◆ ESTRATTO ◆
══════════
Secondo le ultime stime dell’Aea, nel 2022 almeno 239.000 decessi nell’UE sono stati attribuiti all’esposizione a inquinamento da particolato fine (PM 2,5) al di sopra della concentrazione raccomandata dall’OMS di 5 µg/m 3. 70.000 decessi sono attribuibili all’esposizione a inquinamento da ozono (O3) e 48.000 decessi all’esposizione a inquinamento da biossido di azoto (NO2).Questi decessi attribuibili avrebbero potuto essere evitati rispettando i valori guida dell’OMS nel 2022.
Oltre alle morti premature, gli impatti derivanti dalla convivenza con malattie legate all’inquinamento atmosferico sono significativi. È fondamentale che questi impatti siano considerati quando si valuta il peso complessivo sulla salute dell’inquinamento atmosferico, nonché i benefici che deriverebbero da un’aria più pulita in Europa, afferma il briefing dell’Aea.
══════════
◆ DATI DELL'ESERCIZIO ◆
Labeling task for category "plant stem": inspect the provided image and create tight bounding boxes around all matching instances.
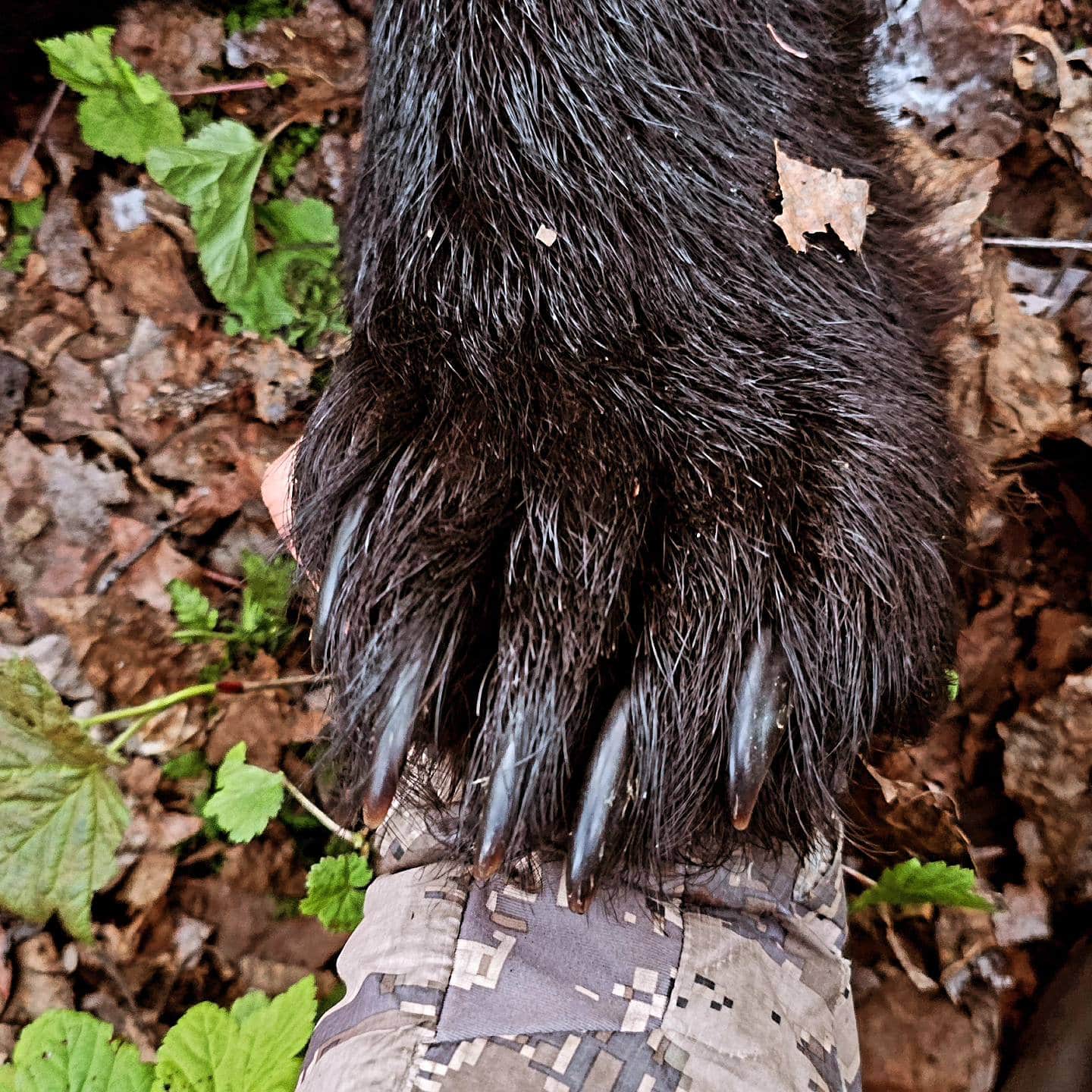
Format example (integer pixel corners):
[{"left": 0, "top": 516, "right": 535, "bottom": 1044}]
══════════
◆ ISTRUZIONI ◆
Per favore, trascrivi parola per parola il passo dell'estratto sull'inquinamento atmosferico che va da "Secondo le ultime" fino a "il briefing dell’Aea.", quest'ultimo compreso. Il materiale proviene da un'altra fonte.

◆ RISPOSTA SCRITTA ◆
Secondo le ultime stime dell’Aea, nel 2022 almeno 239.000 decessi nell’UE sono stati attribuiti all’esposizione a inquinamento da particolato fine (PM 2,5) al di sopra della concentrazione raccomandata dall’OMS di 5 µg/m 3. 70.000 decessi sono attribuibili all’esposizione a inquinamento da ozono (O3) e 48.000 decessi all’esposizione a inquinamento da biossido di azoto (NO2).Questi decessi attribuibili avrebbero potuto essere evitati rispettando i valori guida dell’OMS nel 2022.
Oltre alle morti premature, gli impatti derivanti dalla convivenza con malattie legate all’inquinamento atmosferico sono significativi. È fondamentale che questi impatti siano considerati quando si valuta il peso complessivo sulla salute dell’inquinamento atmosferico, nonché i benefici che deriverebbero da un’aria più pulita in Europa, afferma il briefing dell’Aea.